● **WHAT IS REQUIRED**:
Exact repetition, please: start with the line where "Then the output" appears and stop after the final line of the records.

________________

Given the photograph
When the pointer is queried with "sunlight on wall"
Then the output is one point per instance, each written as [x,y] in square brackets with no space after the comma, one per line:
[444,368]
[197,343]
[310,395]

________________

● **OUTPUT FOR THIS EXERCISE**:
Then the output is one point per instance, each written as [x,y] in square brackets with no space after the comma, one per line:
[444,368]
[197,343]
[310,395]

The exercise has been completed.